• _Exercise prompt_:
From the passage on teaching geography, output word for word the part that opens with the words "First we would" and closes with "rules and principles.".

>> Start Text excerpt

Oftentimes geography is taught almost as a series of case studies rather than a discipline with consistent rules and their application. In textbooks, in studies of physical geography, chapters are dedicated to covering a particular area or some fairly specific phenomenon like orographic rainfall (which happens when moist air hits mountains). This leaves the student with a wealth of somewhat unrelated facts, but without a set of usable principles to allow them to predict outcomes given certain amounts of information. It might be more beneficial to students if the curriculum designers who create the textbooks and unit studies in geography adopted a Direct Instruction approach to teaching the application of general principles of geography.

What is this Direct Instruction

Direct Instruction is an instructional design methodology developed by Siegfried Engelmann and his many colleagues at the University of Oregon during the past 40 years. Direct Instruction demonstrated itself to be the most effective teaching method in the largest, most expensive, comparative, educational research study ever done-the Follow Through Study. This one method led all others in the teaching of reading, math, spelling, and language skills to children who were at risk of school failure. It did so with such dominance that the National Office of Education refused to believe the results and redid the entire experiment. The results of several replications were equally consistent in their support of Direct Instruction as the world's most potent teaching method. Despite these towering and repeated successes, Direct Instruction, known as DI to its users, has never been widely taught to teachers or adopted by public schools. Currently there are approximately 50 Direct Instruction programs to cover reading, reading comprehension, math, spelling, writing, language development and cursive writing. Unfortunately they are published by McGraw-Hill and are difficult, if not impossible, to order as homeschooling parents.

The DI Difference

Direct Instruction derives its power from its design. That design attempts to isolate laws or rules about a particular phenomenon. It then teaches those laws or rules to the student explicitly and demands that the student be able to repeat the laws or rules verbatim.

Once the rule has been teased out of the information, the student is systematically presented with a range of examples that demonstrate the rule and another range of examples that demonstrate the conditions under which the rule does not apply. Having seen where the rule applies and also the conditions under which it does not apply, the student then learns to discriminate between examples of the rule and non-examples of the rule. Part of the power of this method is that it allows the student to accurately deal with a wide range of examples and non-examples that were not part of the teaching set, because they can apply the rule and be reasonably certain of getting it right. The rule usually is sufficiently general to cover most examples. That leaves only a small set of exceptions that will have to be taught separately.

Direct Instruction and Geography

How could we apply the DI method to the teaching of geography?

First we would have to isolate the rules or laws that pertain to various phenomena. Let's look at one example.

If we were to take the concept of orographic rainfall, we would need to isolate several rules and principles.

>> End Text excerpt
>> Start Data entries

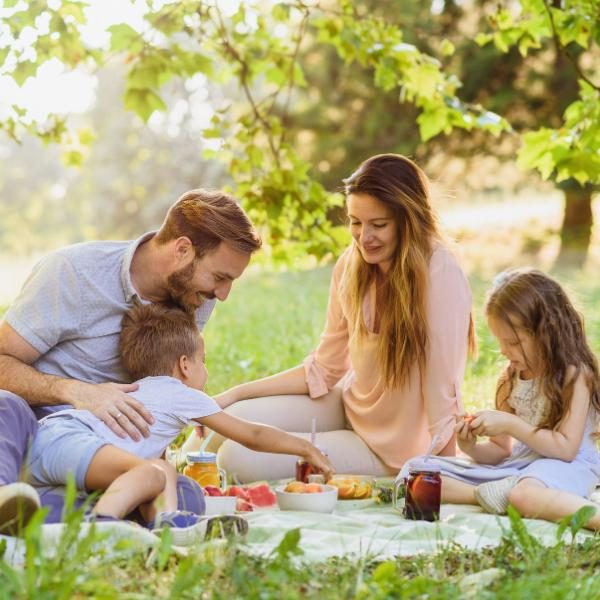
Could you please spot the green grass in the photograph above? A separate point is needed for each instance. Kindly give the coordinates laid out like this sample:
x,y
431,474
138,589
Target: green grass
x,y
271,321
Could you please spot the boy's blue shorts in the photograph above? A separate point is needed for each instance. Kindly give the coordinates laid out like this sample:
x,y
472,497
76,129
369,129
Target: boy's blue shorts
x,y
62,446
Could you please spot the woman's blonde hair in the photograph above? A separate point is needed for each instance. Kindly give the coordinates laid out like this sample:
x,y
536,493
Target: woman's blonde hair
x,y
531,301
402,186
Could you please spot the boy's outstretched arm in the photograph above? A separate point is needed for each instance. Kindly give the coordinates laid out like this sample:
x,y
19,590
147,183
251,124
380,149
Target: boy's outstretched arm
x,y
264,438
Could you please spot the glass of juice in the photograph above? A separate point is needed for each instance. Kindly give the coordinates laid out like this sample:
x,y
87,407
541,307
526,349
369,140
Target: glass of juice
x,y
423,491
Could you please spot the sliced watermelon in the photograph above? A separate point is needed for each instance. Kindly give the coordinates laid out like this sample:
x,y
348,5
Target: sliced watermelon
x,y
243,503
261,495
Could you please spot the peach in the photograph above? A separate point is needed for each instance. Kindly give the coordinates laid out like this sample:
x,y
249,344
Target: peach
x,y
346,487
313,488
363,490
296,487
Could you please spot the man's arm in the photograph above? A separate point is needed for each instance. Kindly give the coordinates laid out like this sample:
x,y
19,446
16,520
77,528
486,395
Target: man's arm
x,y
108,401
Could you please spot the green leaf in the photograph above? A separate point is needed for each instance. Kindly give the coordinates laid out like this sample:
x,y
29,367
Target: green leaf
x,y
481,39
124,37
23,71
72,158
432,122
447,48
143,102
289,544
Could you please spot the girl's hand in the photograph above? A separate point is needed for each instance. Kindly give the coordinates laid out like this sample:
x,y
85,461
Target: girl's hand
x,y
491,423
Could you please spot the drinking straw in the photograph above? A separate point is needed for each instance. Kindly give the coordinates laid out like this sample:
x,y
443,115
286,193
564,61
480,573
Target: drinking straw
x,y
434,440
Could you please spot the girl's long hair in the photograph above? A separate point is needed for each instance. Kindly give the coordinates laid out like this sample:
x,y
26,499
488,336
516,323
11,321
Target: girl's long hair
x,y
530,300
402,186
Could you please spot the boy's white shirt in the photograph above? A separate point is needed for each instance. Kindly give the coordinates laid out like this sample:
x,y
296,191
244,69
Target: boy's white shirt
x,y
173,405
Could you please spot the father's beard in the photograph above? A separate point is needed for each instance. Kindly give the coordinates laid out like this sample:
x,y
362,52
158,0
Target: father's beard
x,y
181,292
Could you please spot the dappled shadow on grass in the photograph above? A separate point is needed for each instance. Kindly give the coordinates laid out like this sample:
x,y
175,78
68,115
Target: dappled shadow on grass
x,y
519,567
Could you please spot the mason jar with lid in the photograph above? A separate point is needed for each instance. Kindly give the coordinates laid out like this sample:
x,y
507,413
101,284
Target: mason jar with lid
x,y
423,491
202,468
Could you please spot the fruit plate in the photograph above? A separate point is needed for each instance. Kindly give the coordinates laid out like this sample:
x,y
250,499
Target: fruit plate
x,y
344,505
324,501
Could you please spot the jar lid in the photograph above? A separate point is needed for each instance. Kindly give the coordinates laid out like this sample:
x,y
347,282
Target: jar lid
x,y
201,457
422,464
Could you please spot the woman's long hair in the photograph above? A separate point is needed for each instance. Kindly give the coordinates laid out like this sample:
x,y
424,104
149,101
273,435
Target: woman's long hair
x,y
402,186
529,300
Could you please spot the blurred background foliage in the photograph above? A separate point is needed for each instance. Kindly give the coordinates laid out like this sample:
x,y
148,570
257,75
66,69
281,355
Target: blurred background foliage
x,y
297,94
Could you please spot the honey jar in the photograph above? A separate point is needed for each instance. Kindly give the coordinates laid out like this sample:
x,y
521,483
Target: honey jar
x,y
202,468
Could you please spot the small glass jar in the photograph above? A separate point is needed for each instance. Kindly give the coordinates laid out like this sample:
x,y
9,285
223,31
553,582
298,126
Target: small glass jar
x,y
423,491
202,468
304,469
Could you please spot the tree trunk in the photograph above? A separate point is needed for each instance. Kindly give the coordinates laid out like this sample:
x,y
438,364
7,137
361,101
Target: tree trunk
x,y
576,228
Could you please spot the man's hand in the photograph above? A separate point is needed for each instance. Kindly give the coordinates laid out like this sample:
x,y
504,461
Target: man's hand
x,y
110,402
491,423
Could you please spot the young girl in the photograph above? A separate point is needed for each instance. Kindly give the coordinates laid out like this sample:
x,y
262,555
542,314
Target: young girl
x,y
547,400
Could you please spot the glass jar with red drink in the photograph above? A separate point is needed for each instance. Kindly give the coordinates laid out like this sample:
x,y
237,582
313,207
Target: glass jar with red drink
x,y
423,491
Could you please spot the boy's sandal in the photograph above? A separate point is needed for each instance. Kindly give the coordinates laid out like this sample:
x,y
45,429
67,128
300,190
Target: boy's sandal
x,y
187,528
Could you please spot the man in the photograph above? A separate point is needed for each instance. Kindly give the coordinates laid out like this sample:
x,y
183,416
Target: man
x,y
59,340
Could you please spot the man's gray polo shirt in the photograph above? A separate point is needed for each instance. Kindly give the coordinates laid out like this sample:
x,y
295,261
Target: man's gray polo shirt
x,y
70,310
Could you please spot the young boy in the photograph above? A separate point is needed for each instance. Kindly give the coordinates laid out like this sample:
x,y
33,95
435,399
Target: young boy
x,y
162,348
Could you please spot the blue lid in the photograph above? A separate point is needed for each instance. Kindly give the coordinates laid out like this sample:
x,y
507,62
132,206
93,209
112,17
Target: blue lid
x,y
201,457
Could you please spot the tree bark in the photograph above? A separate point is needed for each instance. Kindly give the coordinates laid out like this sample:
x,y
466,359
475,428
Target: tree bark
x,y
576,230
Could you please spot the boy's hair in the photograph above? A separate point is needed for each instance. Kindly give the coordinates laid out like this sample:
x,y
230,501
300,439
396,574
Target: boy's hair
x,y
207,218
530,300
154,337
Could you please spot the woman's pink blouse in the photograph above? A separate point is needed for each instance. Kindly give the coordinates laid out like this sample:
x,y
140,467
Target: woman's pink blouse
x,y
398,423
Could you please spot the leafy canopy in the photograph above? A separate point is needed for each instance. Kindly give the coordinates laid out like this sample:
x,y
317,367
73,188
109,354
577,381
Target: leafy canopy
x,y
258,48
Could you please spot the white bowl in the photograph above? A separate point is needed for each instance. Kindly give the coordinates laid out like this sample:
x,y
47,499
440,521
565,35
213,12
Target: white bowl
x,y
220,505
324,501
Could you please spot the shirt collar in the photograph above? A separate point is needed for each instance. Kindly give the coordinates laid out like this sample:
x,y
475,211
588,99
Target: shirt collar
x,y
128,289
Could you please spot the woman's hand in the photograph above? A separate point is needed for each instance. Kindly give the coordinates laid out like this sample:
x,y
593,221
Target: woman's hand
x,y
315,457
226,398
491,423
465,438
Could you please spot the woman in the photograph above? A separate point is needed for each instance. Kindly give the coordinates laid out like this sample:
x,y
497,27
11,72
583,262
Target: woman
x,y
386,375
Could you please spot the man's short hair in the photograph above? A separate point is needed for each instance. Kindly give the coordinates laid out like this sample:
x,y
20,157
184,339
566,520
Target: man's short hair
x,y
207,218
154,337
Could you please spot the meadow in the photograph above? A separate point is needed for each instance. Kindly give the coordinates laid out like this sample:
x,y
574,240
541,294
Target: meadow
x,y
270,322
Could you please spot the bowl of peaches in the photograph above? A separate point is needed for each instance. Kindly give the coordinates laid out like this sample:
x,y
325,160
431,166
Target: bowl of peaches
x,y
313,497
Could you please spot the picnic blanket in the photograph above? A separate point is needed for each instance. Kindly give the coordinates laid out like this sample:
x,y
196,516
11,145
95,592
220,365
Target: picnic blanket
x,y
376,531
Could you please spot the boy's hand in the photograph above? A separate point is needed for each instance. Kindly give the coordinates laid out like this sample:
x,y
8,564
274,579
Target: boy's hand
x,y
318,459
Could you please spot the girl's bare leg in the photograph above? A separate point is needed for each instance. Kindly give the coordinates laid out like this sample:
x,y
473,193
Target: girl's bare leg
x,y
457,492
534,500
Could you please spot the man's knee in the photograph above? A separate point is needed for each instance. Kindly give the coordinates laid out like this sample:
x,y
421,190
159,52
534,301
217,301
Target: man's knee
x,y
14,410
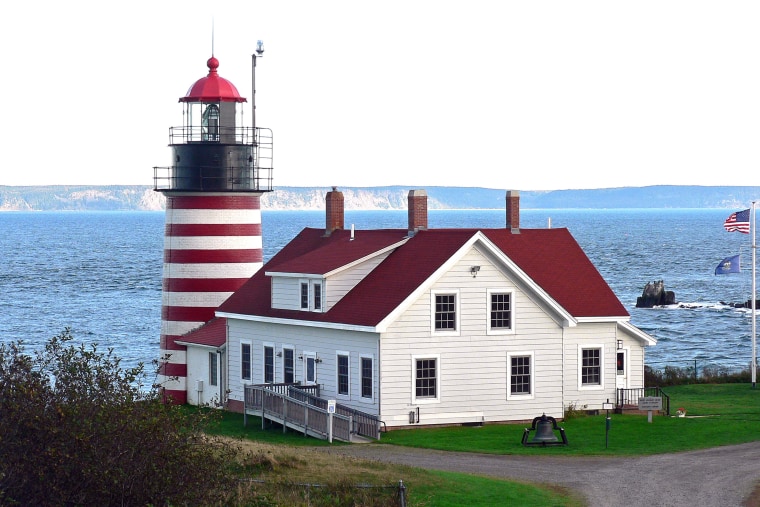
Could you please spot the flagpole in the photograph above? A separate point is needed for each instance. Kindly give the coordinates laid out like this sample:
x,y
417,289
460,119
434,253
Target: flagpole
x,y
753,226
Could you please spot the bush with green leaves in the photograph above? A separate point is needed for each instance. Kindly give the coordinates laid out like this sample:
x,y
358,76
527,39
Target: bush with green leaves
x,y
78,429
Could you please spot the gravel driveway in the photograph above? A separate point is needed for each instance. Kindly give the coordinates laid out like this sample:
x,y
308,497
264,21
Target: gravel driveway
x,y
719,477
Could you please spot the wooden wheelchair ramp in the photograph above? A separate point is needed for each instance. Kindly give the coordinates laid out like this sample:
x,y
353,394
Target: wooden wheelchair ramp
x,y
298,410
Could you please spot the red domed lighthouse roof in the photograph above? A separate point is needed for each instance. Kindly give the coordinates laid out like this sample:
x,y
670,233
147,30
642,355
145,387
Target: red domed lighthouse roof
x,y
212,88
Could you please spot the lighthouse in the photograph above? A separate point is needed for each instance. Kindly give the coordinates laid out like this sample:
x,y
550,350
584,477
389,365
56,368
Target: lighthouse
x,y
212,239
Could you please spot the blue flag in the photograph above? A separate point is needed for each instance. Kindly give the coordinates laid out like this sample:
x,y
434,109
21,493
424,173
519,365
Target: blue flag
x,y
729,265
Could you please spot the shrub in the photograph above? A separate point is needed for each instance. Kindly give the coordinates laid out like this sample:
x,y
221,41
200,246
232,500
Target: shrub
x,y
78,429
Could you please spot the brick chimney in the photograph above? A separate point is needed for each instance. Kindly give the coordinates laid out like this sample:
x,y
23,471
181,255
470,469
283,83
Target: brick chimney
x,y
333,211
513,211
417,210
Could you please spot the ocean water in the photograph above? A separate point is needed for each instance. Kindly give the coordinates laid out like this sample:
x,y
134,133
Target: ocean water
x,y
99,273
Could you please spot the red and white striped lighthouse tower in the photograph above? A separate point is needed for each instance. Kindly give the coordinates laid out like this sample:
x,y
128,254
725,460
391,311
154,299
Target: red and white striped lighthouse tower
x,y
212,239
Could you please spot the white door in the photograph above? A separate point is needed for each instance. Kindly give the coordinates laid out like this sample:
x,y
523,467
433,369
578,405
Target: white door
x,y
621,375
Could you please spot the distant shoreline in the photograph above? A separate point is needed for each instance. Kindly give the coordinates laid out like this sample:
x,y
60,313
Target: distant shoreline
x,y
144,198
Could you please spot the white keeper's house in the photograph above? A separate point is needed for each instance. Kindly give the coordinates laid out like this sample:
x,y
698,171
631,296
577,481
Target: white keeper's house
x,y
424,326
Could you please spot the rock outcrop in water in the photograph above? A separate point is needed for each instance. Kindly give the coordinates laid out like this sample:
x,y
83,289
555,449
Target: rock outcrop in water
x,y
655,295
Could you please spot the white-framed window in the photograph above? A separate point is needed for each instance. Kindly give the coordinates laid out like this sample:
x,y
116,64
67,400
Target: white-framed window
x,y
317,290
288,364
309,367
343,373
367,377
245,360
312,295
444,312
501,315
590,367
520,372
426,379
213,369
304,295
268,361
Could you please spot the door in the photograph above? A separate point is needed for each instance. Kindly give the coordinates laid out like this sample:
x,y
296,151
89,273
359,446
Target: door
x,y
621,374
309,368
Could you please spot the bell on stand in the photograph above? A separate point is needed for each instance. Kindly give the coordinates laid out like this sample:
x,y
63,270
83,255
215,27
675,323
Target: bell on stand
x,y
543,428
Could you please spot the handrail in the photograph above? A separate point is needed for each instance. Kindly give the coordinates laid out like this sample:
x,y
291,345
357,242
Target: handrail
x,y
294,413
365,424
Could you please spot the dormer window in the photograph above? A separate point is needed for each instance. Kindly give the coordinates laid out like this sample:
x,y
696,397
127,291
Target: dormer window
x,y
317,297
304,295
311,295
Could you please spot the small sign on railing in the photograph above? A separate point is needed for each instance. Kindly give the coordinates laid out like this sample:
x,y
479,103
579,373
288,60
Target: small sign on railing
x,y
650,403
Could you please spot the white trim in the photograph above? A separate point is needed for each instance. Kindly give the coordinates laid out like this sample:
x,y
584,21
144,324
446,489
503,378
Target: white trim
x,y
519,396
591,387
217,361
287,346
457,311
304,358
500,331
297,322
425,401
362,398
200,345
301,284
264,346
250,361
313,295
347,354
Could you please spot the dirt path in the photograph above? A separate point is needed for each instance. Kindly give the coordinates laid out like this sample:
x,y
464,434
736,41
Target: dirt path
x,y
719,477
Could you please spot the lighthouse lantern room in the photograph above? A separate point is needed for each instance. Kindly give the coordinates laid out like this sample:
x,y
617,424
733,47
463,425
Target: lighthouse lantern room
x,y
212,238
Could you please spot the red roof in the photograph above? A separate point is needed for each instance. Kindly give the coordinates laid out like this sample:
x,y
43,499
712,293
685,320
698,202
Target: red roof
x,y
213,334
550,257
212,88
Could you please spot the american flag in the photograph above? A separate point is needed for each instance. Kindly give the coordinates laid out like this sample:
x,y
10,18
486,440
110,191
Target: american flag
x,y
738,221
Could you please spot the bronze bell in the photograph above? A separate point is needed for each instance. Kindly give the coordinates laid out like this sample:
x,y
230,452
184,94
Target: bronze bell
x,y
545,431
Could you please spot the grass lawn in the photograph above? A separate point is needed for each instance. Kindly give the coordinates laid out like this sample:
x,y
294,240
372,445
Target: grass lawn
x,y
716,415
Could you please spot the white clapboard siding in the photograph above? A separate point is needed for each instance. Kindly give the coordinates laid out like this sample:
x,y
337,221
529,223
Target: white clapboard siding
x,y
603,335
473,364
324,343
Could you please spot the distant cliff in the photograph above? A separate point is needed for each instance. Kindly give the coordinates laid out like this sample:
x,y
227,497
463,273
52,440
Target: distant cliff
x,y
138,197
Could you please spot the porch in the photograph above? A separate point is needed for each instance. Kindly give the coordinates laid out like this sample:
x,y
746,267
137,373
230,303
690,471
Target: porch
x,y
300,407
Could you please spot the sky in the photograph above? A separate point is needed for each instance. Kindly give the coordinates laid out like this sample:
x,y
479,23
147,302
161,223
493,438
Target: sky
x,y
524,95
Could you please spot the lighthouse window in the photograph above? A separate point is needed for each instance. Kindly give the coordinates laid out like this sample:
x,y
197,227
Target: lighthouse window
x,y
210,123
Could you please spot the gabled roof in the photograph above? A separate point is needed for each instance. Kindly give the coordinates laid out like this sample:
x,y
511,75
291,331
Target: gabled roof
x,y
549,257
211,334
324,257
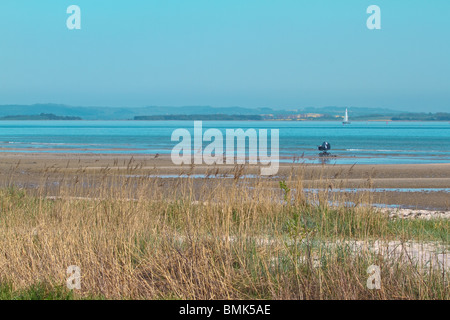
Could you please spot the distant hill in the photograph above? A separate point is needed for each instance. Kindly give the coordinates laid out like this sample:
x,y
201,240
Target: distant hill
x,y
42,116
201,117
114,113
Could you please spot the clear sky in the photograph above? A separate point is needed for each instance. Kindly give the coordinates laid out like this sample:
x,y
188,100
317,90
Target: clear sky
x,y
249,53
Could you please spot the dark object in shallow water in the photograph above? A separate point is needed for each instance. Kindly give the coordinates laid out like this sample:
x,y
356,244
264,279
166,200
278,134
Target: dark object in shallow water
x,y
324,148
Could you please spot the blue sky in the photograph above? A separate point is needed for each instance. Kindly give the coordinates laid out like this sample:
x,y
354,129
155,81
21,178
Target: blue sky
x,y
249,53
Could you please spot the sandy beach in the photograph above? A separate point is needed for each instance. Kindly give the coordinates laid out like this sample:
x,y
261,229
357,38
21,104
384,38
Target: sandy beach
x,y
421,186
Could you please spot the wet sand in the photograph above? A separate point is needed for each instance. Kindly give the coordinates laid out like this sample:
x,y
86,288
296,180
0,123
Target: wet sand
x,y
425,184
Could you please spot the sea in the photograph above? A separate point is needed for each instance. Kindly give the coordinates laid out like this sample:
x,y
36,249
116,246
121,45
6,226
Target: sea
x,y
357,143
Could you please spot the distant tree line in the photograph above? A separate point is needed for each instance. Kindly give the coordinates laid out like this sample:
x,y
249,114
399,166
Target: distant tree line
x,y
42,116
200,117
440,116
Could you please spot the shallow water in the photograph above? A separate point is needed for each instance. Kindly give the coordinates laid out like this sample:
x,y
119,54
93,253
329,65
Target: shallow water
x,y
360,142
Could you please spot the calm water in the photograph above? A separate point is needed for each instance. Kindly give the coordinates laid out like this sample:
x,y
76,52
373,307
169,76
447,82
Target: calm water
x,y
360,142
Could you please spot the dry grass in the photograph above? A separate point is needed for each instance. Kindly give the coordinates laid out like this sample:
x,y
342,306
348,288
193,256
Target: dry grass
x,y
142,238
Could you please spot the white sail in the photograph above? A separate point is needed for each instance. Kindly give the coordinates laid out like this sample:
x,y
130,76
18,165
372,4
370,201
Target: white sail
x,y
346,117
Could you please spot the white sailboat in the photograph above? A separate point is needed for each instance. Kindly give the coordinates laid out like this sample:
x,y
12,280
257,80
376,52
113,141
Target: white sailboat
x,y
346,118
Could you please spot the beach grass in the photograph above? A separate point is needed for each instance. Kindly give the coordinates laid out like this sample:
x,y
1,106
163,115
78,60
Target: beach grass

>> End Data entries

• _Output_:
First we would have to isolate the rules or laws that pertain to various phenomena. Let's look at one example.

If we were to take the concept of orographic rainfall, we would need to isolate several rules and principles.